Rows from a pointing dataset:
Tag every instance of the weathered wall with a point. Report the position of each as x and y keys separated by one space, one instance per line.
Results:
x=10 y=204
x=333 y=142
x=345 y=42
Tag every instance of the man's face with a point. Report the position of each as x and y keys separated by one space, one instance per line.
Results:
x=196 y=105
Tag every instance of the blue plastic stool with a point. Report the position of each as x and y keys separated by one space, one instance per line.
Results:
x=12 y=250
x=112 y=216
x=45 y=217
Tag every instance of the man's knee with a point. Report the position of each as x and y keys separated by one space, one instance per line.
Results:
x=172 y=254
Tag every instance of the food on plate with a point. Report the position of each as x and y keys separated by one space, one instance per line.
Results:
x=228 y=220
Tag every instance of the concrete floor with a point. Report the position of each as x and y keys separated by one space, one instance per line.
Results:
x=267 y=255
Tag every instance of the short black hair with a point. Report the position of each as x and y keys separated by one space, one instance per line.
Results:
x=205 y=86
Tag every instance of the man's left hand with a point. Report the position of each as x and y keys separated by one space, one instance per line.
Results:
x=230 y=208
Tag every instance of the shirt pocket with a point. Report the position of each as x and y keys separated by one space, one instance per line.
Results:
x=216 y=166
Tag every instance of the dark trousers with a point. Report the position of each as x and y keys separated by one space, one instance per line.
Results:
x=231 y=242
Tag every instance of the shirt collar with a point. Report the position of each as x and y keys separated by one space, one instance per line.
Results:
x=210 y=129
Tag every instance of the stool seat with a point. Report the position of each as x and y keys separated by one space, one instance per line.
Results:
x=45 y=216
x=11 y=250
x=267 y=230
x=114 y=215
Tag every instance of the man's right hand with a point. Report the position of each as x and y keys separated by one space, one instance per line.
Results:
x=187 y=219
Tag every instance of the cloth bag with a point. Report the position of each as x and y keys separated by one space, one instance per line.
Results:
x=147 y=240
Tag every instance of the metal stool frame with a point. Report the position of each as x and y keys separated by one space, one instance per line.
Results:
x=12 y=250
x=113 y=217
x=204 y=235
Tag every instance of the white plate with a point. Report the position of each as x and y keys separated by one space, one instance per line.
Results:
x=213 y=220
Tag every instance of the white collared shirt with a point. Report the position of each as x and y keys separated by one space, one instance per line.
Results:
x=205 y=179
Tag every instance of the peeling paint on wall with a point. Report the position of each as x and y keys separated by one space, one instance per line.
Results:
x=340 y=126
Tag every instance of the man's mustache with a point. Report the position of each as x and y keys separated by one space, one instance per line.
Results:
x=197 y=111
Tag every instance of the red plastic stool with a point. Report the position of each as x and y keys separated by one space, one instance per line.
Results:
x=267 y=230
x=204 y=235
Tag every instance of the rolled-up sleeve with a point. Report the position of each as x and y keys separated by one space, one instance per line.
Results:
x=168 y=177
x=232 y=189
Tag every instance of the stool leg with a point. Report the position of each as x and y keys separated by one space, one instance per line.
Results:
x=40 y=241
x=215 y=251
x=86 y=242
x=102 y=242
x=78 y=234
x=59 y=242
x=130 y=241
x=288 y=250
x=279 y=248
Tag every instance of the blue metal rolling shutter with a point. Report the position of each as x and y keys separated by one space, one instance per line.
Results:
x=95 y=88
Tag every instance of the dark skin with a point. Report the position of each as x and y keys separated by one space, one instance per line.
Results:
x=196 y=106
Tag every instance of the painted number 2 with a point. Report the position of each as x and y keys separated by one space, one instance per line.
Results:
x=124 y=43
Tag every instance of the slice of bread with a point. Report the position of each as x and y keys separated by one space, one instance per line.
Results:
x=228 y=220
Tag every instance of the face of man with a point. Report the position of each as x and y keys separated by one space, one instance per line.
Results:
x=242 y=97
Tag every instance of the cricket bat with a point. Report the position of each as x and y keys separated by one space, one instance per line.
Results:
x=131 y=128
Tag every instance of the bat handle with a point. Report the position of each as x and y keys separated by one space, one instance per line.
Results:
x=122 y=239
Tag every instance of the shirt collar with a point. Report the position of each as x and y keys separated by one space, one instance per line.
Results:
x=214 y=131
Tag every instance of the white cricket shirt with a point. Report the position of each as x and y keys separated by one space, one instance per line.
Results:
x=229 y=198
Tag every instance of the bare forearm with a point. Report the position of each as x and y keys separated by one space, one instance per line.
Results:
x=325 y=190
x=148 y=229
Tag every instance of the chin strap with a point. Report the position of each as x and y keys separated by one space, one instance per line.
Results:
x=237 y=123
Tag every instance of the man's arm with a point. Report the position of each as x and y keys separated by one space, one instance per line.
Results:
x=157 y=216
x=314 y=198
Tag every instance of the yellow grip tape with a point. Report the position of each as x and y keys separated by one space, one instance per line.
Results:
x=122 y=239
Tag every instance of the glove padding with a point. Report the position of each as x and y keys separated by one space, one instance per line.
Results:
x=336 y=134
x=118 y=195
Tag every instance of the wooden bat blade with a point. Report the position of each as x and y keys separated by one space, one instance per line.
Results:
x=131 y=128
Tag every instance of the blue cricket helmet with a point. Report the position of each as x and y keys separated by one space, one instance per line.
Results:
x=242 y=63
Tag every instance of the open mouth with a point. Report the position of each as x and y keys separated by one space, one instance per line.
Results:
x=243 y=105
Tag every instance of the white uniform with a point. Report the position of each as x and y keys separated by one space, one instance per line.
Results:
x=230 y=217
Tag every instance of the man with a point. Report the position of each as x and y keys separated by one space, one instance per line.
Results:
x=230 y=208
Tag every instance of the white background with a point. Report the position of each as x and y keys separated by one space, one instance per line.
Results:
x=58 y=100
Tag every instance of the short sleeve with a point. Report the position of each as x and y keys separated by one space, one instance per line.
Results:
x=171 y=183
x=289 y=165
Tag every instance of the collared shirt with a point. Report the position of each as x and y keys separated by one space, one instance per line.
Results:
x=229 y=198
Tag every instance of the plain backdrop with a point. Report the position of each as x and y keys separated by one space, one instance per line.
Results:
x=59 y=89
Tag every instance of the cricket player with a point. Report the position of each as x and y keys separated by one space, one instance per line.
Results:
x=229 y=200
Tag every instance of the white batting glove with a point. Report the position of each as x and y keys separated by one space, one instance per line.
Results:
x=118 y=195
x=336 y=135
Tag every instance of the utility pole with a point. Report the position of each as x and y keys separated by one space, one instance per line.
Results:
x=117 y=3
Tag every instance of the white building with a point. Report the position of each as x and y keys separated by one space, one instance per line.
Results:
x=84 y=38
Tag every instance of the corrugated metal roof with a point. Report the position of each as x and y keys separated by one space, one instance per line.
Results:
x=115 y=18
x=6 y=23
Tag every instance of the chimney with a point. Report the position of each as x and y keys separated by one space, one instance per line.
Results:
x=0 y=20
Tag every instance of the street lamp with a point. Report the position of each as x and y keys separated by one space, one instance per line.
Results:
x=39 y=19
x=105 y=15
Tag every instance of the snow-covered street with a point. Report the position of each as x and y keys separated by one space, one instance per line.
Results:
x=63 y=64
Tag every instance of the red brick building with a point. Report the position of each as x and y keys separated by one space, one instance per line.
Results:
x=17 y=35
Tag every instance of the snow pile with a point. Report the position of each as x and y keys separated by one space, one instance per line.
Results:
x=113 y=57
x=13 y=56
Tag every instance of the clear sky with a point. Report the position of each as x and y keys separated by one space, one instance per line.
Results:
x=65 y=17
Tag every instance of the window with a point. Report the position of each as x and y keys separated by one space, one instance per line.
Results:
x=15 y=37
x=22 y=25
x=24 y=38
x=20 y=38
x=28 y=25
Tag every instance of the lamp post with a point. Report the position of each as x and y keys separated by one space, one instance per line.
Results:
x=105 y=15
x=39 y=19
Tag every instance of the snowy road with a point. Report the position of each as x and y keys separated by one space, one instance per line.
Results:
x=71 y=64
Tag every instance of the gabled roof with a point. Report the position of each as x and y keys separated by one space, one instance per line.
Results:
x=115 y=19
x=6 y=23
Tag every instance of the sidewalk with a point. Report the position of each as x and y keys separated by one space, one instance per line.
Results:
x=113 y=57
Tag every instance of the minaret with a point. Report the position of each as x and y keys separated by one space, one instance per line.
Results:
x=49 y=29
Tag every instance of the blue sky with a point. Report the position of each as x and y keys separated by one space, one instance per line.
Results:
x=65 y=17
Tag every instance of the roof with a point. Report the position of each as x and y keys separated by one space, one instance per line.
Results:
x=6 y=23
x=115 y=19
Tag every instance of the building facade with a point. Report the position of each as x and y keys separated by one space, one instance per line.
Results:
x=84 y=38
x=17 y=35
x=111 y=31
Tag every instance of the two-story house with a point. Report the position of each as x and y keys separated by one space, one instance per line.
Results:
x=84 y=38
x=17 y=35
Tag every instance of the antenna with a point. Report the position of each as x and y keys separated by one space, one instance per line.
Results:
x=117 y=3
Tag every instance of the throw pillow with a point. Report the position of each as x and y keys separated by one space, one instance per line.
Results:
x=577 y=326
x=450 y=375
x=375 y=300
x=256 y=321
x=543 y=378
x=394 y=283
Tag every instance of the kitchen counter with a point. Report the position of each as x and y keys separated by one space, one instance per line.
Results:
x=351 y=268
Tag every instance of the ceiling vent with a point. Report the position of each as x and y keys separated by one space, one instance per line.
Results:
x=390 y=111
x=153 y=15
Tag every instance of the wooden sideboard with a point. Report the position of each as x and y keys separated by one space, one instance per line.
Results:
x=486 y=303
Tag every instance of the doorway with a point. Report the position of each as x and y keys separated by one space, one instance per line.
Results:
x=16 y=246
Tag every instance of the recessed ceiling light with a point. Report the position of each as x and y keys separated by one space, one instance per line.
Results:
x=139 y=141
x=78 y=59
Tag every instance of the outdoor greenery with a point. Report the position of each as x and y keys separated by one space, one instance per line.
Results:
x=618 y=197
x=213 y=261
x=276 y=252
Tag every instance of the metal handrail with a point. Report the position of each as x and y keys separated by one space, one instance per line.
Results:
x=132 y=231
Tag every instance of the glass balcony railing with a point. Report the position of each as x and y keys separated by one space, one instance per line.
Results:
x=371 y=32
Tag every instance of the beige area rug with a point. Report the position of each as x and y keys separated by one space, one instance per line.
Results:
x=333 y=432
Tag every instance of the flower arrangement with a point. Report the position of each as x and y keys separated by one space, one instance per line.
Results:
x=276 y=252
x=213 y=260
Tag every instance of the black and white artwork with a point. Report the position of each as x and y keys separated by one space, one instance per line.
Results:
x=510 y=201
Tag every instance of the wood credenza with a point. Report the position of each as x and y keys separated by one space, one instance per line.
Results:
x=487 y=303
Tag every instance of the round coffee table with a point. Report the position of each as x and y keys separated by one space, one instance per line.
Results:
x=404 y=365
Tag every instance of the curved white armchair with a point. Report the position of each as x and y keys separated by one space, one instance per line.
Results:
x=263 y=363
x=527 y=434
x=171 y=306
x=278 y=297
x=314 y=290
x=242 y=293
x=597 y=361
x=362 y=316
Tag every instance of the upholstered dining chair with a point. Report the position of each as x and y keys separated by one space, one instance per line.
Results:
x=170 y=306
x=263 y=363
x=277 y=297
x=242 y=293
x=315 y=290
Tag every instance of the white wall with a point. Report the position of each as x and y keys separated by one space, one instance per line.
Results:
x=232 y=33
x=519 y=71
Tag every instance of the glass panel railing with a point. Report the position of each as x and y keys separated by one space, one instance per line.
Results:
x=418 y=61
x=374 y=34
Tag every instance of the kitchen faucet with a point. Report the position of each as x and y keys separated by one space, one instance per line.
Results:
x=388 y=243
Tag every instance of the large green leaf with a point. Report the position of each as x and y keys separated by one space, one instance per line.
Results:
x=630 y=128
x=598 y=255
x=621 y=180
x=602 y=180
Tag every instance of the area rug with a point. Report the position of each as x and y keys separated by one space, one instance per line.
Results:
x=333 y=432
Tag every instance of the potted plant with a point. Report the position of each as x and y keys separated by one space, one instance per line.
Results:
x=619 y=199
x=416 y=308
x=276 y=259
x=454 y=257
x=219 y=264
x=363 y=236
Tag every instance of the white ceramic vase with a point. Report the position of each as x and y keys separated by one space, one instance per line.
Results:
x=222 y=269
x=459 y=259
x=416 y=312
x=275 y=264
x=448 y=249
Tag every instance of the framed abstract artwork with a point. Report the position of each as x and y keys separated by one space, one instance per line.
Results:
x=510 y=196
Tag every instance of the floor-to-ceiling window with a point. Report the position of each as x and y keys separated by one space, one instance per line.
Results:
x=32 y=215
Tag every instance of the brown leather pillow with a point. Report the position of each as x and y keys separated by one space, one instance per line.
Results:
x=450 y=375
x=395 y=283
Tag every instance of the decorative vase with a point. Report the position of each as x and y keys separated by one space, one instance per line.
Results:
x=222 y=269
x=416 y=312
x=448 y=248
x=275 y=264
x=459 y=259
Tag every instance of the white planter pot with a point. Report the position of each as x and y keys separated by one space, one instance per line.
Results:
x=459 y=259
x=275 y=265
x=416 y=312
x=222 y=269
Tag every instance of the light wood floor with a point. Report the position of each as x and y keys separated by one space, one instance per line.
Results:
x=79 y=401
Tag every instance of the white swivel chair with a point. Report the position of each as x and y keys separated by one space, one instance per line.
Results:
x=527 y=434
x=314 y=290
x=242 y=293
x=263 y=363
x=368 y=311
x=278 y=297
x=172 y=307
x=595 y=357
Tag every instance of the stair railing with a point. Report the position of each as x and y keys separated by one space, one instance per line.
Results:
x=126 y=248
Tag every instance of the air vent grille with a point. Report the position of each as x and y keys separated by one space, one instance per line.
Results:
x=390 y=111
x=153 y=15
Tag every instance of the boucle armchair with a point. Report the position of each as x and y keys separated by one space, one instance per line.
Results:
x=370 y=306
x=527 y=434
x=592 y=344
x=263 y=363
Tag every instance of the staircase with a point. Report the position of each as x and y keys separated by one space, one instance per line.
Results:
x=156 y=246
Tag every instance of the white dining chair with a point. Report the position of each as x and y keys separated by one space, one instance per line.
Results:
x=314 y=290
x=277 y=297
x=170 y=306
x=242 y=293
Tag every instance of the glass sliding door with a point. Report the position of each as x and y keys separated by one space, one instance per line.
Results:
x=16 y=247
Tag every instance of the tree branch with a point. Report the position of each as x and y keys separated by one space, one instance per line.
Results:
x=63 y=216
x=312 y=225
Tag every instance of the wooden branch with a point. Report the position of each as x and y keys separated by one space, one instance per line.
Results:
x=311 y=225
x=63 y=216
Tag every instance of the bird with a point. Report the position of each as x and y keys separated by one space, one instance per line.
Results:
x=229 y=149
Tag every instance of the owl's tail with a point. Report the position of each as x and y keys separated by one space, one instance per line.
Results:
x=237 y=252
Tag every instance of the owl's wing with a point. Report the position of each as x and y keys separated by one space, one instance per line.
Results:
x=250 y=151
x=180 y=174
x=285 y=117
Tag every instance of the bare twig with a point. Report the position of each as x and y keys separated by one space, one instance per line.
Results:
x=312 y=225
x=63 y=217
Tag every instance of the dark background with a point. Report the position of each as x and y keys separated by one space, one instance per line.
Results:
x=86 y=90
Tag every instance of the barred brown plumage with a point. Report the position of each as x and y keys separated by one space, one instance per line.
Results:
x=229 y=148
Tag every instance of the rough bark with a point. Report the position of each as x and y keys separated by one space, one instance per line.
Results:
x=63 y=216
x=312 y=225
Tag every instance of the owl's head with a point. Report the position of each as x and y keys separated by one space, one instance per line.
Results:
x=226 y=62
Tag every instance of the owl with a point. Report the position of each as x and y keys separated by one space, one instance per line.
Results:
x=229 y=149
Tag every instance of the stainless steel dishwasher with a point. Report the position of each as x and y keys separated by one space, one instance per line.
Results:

* _Work required_
Please convert the lines starting at the one that contains "Tag every instance of the red plastic" and ending at the one that contains "x=279 y=248" into a JSON list of strings, one string per line, with blank lines left out.

* _Exercise output_
[
  "Tag every instance of the red plastic stool with a point. Report the position of each as x and y keys separated by one space, one instance per line.",
  "Results:",
  "x=267 y=230",
  "x=204 y=235",
  "Tag every instance of the rolled-up sleeve with a point. Report the position of each as x and y keys separated by one space, one instance per line.",
  "Results:",
  "x=168 y=177",
  "x=232 y=189",
  "Tag every instance of the stool leg with a point. Report the position of each as x and y keys separated by one space, one instance per line.",
  "Results:",
  "x=40 y=241",
  "x=215 y=251",
  "x=86 y=242",
  "x=102 y=242",
  "x=78 y=234",
  "x=59 y=242",
  "x=130 y=241",
  "x=288 y=250",
  "x=279 y=248"
]